Problem to work on |
Every single record below is to be reproduced exactly.

:: Information

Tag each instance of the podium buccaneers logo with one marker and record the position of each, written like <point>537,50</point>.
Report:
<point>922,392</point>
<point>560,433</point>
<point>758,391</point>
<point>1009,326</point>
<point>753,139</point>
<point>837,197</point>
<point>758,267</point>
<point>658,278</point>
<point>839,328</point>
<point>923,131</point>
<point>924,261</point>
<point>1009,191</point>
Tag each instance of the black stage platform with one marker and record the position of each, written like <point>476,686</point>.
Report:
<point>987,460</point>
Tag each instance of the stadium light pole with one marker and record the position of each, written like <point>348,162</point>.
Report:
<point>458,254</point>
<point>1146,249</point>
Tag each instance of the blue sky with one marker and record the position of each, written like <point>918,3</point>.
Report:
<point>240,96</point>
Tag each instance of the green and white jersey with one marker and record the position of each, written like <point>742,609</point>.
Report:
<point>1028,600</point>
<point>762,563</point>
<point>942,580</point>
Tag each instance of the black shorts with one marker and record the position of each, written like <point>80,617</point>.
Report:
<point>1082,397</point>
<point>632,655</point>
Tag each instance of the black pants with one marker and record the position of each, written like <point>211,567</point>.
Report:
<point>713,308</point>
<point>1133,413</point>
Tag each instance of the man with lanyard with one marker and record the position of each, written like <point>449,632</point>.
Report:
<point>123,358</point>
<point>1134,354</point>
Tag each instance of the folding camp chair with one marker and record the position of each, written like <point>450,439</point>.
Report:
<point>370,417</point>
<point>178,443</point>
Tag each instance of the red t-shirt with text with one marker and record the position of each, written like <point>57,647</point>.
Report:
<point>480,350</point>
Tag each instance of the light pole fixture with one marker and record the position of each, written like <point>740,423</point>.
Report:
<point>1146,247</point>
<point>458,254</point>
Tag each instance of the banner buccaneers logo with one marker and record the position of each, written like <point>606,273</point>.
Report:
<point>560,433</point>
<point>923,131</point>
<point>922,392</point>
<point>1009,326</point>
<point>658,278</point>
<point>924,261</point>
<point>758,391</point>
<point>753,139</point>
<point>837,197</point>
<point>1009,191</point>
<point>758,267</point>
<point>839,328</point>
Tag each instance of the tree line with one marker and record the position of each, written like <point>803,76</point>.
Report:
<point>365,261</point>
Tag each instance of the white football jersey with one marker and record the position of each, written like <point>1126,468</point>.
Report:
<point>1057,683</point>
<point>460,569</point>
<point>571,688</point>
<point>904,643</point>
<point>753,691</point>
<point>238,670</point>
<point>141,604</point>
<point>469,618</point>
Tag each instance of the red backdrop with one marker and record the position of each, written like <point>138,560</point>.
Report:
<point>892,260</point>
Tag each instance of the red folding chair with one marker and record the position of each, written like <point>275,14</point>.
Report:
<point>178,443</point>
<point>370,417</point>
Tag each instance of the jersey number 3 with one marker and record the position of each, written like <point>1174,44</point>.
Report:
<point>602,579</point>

::::

Problem solution |
Tag each instance of the podium buccaneers logo with one marker and record the position of each, written like <point>537,50</point>.
Report:
<point>922,392</point>
<point>560,433</point>
<point>758,391</point>
<point>1009,326</point>
<point>753,139</point>
<point>837,197</point>
<point>758,267</point>
<point>658,278</point>
<point>839,328</point>
<point>923,131</point>
<point>924,261</point>
<point>1009,191</point>
Tag each instance of the black stage platform with one marker and record the position of each, written like <point>476,686</point>.
Report:
<point>987,460</point>
Tag each instance of the stadium light pole with one marker and record the position of each, written like <point>348,162</point>.
Report:
<point>458,254</point>
<point>1146,249</point>
Tag each instance of the blue sky with one marker and record the position of each, written like <point>918,3</point>.
Report:
<point>240,96</point>
Tag each instance of the green and white jersey with one marker and record the position of each, written like <point>742,609</point>.
Report:
<point>1028,600</point>
<point>762,563</point>
<point>942,580</point>
Tag each instance of the black shorts with one marker and record the position of each, written like <point>80,617</point>.
Report:
<point>1082,397</point>
<point>632,655</point>
Tag each instance of the black pants with one marker and record the position of each, written like <point>211,567</point>.
Report:
<point>713,308</point>
<point>1133,413</point>
Tag each instance of the man with lanyard with one marker and record the position of each, written like <point>449,632</point>.
Report:
<point>123,358</point>
<point>1134,354</point>
Tag each instance of the folding camp chair with one marker and record the position of each, written like <point>450,439</point>.
Report:
<point>370,417</point>
<point>178,443</point>
Tag each instance of the red t-shirt with text with one marker and record the position of each, written like <point>57,647</point>.
Report:
<point>480,350</point>
Tag each instance of the light pole fixture with one marker and record the position of each, written like <point>740,423</point>.
Report:
<point>1146,247</point>
<point>458,254</point>
Tag each instance of the banner buccaneers logo with one marker and record the position of each, written like <point>606,273</point>.
Report:
<point>560,433</point>
<point>923,131</point>
<point>922,392</point>
<point>1009,326</point>
<point>658,278</point>
<point>924,261</point>
<point>758,391</point>
<point>753,139</point>
<point>837,197</point>
<point>1009,191</point>
<point>758,267</point>
<point>839,328</point>
Tag each instance of the tree line with one marker and record the position of each, written like <point>803,76</point>.
Report:
<point>365,261</point>
Tag each instance of the white football jersey with one marker and record the position of each, written like <point>1126,468</point>.
Report:
<point>1057,683</point>
<point>460,569</point>
<point>571,688</point>
<point>904,643</point>
<point>753,691</point>
<point>238,670</point>
<point>141,604</point>
<point>469,618</point>
Tag each instance of the red backdrop with one marker and record the position of each, written like <point>138,560</point>.
Report:
<point>892,260</point>
Tag each instance of the red folding chair with one marker and record the position of each, written like <point>275,14</point>.
Report:
<point>178,443</point>
<point>370,417</point>
Tag each instance of the jersey number 3 with one marker and record the position of each, written like <point>1174,44</point>.
Report:
<point>602,579</point>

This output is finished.